> [What you should do] Print, with no pictures, the exact lines that run from the one containing "# indicate a point on every instance of the fingers" through the last line of the material below, both ends included.

^^^^^^^^^^^^^^^^

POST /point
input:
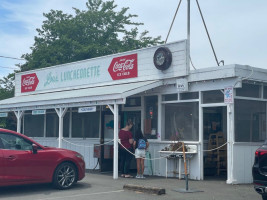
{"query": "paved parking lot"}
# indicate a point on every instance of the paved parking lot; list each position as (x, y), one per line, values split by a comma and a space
(103, 187)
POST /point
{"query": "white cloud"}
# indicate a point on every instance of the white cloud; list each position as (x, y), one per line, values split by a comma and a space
(237, 28)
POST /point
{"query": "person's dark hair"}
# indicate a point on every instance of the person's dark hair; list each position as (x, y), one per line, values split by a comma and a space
(139, 134)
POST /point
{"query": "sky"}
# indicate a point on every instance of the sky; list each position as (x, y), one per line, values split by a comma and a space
(238, 29)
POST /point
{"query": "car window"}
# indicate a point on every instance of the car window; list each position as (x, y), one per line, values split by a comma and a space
(14, 142)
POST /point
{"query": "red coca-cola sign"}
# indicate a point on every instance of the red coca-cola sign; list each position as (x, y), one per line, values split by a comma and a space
(29, 82)
(123, 67)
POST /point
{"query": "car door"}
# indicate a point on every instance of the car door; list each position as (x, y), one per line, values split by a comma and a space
(16, 154)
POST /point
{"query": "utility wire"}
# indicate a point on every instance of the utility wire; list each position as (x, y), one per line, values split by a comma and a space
(12, 58)
(8, 67)
(173, 21)
(207, 33)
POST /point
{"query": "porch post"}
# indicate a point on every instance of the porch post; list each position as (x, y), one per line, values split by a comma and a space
(19, 115)
(115, 153)
(60, 112)
(230, 140)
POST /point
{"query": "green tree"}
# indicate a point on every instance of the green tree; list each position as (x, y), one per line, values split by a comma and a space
(100, 30)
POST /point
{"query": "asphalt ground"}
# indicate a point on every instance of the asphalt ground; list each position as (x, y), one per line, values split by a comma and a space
(103, 187)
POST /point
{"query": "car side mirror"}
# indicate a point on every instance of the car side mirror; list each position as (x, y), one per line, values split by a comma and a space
(34, 148)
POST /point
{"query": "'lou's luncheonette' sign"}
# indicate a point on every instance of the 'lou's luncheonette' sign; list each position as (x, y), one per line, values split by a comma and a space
(120, 68)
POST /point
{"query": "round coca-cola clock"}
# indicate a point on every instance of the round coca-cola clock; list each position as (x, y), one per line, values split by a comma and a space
(162, 58)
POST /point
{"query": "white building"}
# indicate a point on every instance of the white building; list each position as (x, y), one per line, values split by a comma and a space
(156, 89)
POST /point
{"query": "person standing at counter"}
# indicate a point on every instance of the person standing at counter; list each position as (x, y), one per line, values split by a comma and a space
(140, 145)
(126, 139)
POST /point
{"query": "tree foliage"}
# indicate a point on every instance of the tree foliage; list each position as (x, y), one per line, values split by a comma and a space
(7, 87)
(100, 30)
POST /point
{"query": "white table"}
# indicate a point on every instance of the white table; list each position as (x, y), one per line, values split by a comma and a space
(178, 155)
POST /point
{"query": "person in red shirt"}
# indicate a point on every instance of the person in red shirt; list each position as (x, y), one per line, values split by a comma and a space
(126, 139)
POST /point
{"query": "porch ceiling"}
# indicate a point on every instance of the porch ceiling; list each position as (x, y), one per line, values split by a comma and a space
(103, 95)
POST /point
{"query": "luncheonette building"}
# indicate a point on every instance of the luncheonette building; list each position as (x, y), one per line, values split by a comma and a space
(218, 111)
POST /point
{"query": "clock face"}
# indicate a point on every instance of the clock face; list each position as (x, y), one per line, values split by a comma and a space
(162, 58)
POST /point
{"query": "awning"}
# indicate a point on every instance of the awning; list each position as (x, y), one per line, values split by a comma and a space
(79, 97)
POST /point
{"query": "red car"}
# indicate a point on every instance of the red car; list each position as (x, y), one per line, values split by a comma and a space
(24, 161)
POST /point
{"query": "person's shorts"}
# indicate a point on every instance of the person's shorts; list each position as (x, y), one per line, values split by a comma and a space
(140, 153)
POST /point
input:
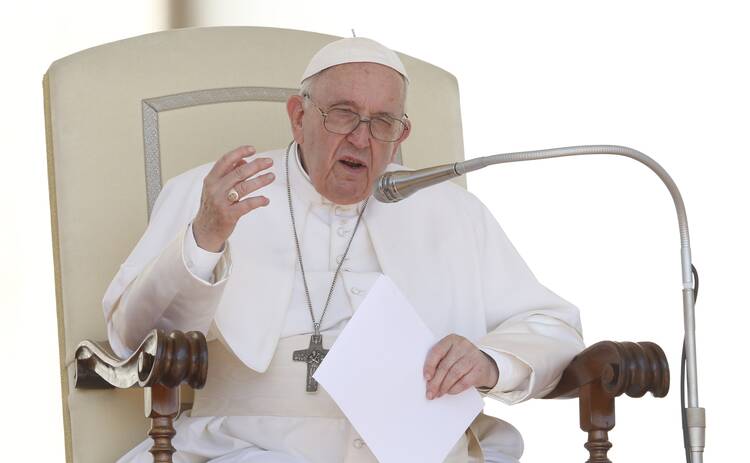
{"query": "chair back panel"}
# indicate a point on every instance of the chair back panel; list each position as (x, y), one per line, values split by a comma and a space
(124, 117)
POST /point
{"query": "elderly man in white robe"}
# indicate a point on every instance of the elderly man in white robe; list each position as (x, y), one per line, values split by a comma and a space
(268, 252)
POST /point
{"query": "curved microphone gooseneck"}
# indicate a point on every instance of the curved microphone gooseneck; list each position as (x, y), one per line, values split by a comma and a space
(398, 185)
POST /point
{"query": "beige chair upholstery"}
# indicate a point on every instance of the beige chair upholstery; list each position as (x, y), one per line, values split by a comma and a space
(124, 117)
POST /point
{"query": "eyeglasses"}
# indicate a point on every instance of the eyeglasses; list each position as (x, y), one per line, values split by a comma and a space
(343, 122)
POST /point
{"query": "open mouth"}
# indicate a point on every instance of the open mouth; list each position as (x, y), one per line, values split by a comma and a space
(352, 163)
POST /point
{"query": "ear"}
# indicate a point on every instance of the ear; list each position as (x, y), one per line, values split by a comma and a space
(295, 109)
(397, 143)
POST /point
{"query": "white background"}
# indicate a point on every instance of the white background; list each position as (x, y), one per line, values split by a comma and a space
(668, 78)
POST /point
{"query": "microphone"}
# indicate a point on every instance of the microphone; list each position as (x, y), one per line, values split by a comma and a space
(397, 185)
(394, 186)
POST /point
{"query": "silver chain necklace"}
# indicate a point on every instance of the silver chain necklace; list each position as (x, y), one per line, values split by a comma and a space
(314, 354)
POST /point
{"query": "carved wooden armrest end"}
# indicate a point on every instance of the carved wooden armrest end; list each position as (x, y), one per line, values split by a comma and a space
(607, 370)
(631, 368)
(162, 359)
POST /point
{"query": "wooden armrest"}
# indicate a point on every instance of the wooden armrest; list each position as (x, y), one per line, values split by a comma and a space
(159, 365)
(607, 370)
(633, 368)
(161, 359)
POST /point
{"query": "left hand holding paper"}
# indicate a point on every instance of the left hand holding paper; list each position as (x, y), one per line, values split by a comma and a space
(454, 365)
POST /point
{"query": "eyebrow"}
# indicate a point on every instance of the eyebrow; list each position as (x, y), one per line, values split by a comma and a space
(354, 105)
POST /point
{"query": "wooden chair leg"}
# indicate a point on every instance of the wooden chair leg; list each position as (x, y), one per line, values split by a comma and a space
(597, 417)
(162, 406)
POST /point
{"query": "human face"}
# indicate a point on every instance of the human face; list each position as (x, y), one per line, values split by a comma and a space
(344, 168)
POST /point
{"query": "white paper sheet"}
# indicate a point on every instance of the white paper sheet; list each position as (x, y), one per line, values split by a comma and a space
(374, 373)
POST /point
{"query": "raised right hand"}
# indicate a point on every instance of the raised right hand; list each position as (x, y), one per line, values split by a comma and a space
(217, 215)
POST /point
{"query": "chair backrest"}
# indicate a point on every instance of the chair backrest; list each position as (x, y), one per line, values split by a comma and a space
(124, 117)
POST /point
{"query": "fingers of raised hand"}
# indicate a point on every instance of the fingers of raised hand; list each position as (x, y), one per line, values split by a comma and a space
(240, 177)
(227, 162)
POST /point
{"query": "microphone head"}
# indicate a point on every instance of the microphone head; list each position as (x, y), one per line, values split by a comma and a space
(384, 190)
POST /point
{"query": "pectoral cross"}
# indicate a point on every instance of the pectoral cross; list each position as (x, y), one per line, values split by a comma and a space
(313, 355)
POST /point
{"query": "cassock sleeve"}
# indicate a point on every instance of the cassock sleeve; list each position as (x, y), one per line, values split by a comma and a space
(159, 285)
(536, 332)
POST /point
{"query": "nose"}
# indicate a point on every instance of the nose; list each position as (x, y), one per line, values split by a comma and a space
(360, 136)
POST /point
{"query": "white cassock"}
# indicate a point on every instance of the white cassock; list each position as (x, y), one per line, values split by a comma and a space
(441, 247)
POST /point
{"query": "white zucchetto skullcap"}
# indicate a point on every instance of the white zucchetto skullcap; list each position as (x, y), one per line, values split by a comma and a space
(353, 50)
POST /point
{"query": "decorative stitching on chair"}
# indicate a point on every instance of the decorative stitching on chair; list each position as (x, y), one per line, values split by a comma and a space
(151, 107)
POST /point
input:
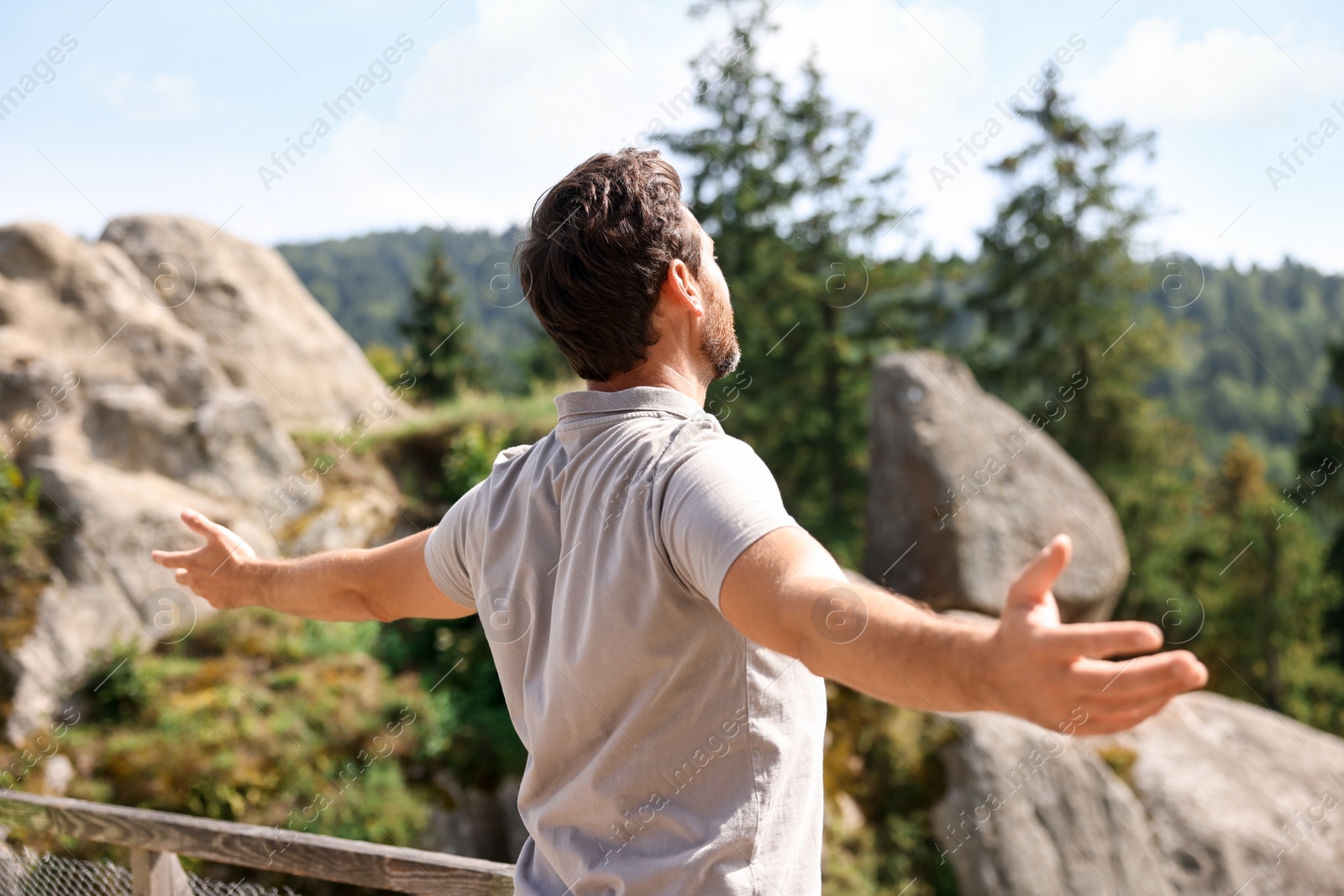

^^^^^^^^^^^^^^^^

> [Final answer]
# indicate a point on every instance of the fingers of raised hand; list each position as (x, y), one per line, values split by a comma and a space
(240, 177)
(227, 162)
POST /point
{"query": "microphone head"}
# indicate a point on every instance of the microphone head; list each position as (x, y), one per line, values split by a comma and a space
(384, 190)
POST /point
{"query": "pectoral cross"}
# indicate a point on every instance of the pectoral cross; list each position as (x, y), one per line, values split by a comma and a space
(313, 355)
POST /point
{"query": "cassock sleeve"}
# indicate a point on every instance of the cassock sleeve; list each position as (x, y), one per line, values split by a comma and a space
(159, 285)
(536, 332)
POST /point
{"query": "nose"}
# indicate a point on every instance of the nose; list each position as (x, y), one per line, values split by a comma and a space
(360, 136)
POST /point
{"query": "white cassock"}
# indicate a point on every instance of the white cassock; list each position as (x, y), one per line, values split by a comma and a space
(441, 247)
POST /point
{"query": "white zucchetto skullcap"}
# indicate a point on every instance of the white zucchetto skullcap; list each position as (x, y), one per line, values split by a comma and a space
(353, 50)
POST /point
{"query": "decorative stitching on chair"}
# indicate a point on every instance of the decorative stitching on chair; list each position as (x, y), one per line, values split by a comma and a space
(151, 107)
POST /point
input:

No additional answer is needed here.